Consigne
D'après le texte ci-dessous :
(a) Où tout est-il à bâtir ?
(b) À qui personne ne doit-il plus mentir ?
(c) Quelle politique doit être anéantie, et au profit de laquelle ?

Texte
====

Le mien est chez moi, de l'autre coté de la mer.
Pour ma part, ce n'est que là bas que l'éveil doit se faire, le réveil de ce coté là est encore possible et nécessaire.
Tout en Afrique est à bâtir, tout est à créer et à reconstruire et c'est là un avantage non négligeable pour remédier aux stupeurs dans lesquels on veut nous enfermer, et pour cela il faut des bases solides, celles des valeurs et de loin du confort.
La jeunesse de demain, celle de demain doit entendre ce qu'il y'a à entendre et personne ne doit plus lui mentir.
C'est en elle que se trouve l'espoir..., l'instruction devant être la clé de leur succès et les rendre curieux et surtout leur donner confiance en eux...
Encore faut-il que nos politiques "vieux" se lèvent pour qu'ensemble l'on envisage l'avenir et regardons l'horizon et non contempler leur histoire.
La politique du "CONSTAT" doit être anéanti, pour celle du "PROGRES", celle des esprits... et conduire à la REFLEXION sur l'avancement MALGRE LA SITUATION ACTUELLE.
COMMENT PALLIER A TOUS CES OBSTACLES sans haine, colère ou amertume..., comment être fort face à ce qui semble être comme un destin pour les Noirs.

====

Entrées extraites
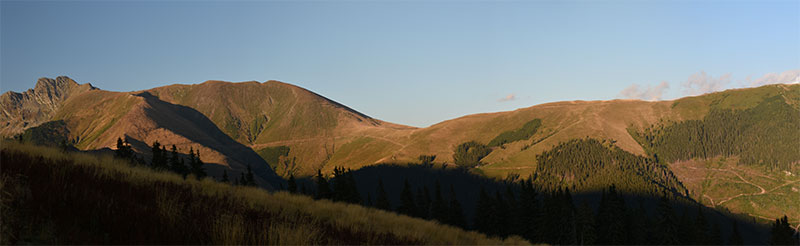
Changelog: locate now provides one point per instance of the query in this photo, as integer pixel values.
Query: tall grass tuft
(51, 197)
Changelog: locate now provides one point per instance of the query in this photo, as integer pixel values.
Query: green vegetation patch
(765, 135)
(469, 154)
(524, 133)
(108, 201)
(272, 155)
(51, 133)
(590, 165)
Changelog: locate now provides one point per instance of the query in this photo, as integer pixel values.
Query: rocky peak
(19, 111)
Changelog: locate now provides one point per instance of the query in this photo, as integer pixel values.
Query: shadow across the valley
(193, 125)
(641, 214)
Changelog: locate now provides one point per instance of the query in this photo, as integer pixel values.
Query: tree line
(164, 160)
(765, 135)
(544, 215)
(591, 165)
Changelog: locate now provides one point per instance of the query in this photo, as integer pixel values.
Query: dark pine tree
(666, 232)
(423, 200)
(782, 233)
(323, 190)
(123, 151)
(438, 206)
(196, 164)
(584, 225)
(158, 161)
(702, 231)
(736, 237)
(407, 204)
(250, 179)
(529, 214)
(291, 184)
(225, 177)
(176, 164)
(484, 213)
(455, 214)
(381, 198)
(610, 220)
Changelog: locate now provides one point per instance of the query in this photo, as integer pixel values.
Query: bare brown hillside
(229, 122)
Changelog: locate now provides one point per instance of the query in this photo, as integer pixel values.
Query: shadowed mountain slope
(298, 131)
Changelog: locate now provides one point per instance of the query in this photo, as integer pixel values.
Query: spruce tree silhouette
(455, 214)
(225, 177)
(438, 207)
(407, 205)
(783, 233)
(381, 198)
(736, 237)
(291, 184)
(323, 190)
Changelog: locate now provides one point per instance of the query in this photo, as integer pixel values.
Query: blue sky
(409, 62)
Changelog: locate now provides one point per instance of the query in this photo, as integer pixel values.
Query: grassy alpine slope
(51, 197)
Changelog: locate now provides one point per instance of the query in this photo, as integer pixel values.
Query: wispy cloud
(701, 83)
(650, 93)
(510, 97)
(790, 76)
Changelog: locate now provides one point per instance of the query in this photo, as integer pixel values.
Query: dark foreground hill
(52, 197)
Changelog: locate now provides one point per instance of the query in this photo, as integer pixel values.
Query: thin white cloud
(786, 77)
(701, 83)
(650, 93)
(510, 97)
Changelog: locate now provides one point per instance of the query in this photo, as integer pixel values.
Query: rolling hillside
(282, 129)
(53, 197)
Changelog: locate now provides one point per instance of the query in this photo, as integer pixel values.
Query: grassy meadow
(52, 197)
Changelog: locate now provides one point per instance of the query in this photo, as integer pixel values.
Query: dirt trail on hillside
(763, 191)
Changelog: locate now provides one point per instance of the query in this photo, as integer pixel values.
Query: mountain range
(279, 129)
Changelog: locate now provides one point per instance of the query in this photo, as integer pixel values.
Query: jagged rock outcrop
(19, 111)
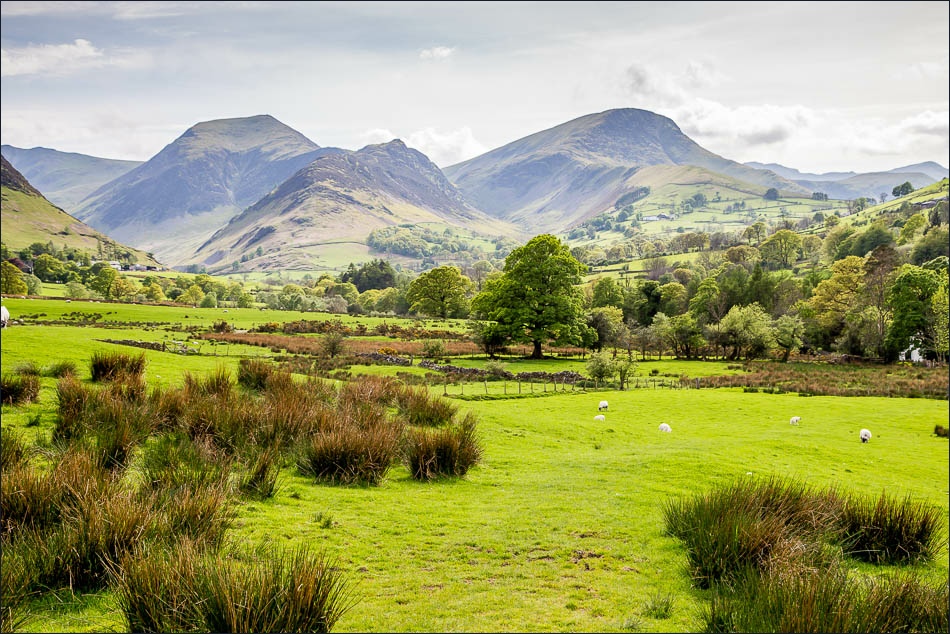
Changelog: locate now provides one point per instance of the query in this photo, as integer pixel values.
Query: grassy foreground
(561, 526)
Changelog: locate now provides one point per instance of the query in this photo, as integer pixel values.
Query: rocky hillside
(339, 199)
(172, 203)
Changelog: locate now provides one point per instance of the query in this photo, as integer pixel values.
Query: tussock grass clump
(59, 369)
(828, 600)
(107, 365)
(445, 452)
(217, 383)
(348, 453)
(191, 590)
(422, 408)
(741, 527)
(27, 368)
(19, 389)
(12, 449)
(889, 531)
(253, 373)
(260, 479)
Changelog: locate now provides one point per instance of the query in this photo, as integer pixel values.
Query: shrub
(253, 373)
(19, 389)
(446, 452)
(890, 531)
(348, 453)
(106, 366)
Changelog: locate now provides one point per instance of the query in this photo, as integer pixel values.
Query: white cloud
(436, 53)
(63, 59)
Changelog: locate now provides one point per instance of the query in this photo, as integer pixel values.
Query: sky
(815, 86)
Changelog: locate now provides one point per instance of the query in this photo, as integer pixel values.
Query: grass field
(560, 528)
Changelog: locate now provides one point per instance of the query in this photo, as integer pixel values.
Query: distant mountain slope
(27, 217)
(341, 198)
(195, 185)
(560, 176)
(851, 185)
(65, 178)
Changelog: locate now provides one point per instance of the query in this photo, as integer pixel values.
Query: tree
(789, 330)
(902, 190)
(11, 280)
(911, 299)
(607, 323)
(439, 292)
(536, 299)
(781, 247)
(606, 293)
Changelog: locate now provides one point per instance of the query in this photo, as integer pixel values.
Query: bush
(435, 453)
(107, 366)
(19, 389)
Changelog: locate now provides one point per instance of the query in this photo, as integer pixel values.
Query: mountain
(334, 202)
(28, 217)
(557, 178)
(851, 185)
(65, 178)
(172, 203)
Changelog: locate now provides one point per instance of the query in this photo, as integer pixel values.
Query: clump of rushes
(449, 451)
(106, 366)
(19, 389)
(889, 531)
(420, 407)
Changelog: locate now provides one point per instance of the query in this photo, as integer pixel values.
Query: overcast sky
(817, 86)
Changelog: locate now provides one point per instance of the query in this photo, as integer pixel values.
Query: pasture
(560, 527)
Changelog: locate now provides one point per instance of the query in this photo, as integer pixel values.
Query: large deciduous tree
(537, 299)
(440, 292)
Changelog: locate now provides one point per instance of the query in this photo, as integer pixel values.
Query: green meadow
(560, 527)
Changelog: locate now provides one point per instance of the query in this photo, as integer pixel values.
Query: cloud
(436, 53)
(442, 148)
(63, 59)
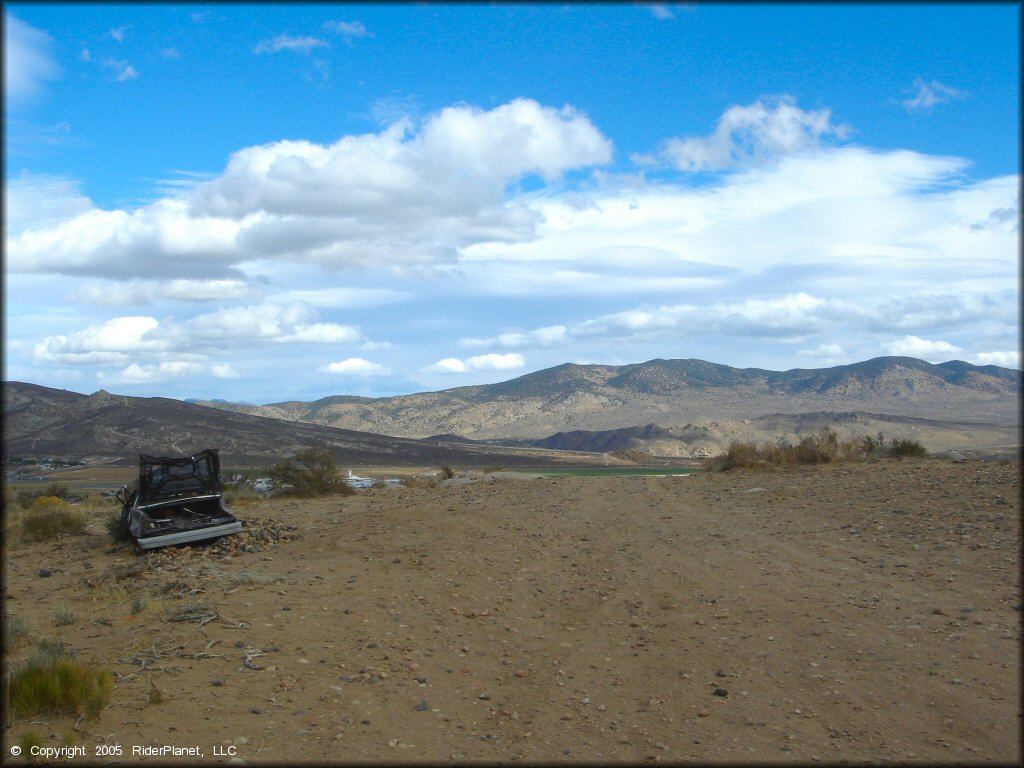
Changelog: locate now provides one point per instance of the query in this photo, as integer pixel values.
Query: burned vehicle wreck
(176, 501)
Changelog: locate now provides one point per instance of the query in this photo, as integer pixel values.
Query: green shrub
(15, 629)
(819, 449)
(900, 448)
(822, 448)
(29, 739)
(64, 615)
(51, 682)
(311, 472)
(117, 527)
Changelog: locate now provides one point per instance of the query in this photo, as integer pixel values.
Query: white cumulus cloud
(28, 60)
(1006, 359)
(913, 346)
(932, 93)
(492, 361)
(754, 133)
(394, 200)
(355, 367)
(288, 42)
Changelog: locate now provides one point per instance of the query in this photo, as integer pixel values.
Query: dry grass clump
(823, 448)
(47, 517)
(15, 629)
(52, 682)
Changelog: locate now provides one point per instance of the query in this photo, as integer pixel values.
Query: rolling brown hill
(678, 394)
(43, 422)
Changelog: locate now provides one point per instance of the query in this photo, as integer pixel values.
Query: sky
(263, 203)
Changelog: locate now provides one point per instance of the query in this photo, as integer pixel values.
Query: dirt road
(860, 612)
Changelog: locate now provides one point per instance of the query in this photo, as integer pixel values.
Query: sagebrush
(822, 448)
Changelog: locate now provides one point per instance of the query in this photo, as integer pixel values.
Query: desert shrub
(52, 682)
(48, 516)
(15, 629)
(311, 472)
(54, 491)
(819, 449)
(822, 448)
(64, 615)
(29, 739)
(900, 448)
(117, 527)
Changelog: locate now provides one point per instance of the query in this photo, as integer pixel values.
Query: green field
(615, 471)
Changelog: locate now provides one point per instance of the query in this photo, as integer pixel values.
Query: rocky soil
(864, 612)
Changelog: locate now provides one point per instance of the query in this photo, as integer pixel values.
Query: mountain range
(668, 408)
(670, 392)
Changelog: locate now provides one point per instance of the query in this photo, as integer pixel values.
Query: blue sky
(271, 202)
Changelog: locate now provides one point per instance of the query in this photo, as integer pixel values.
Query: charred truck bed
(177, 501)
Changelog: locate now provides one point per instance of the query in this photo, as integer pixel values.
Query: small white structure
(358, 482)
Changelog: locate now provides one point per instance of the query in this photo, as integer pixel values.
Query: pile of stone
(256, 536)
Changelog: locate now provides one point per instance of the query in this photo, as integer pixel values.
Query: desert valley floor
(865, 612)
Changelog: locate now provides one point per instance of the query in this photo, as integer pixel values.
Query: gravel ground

====

Réponse
(a) En Afrique.
(b) À la jeunesse de demain.
(c) La politique du « CONSTAT » doit être anéantie au profit de celle du « PROGRES ».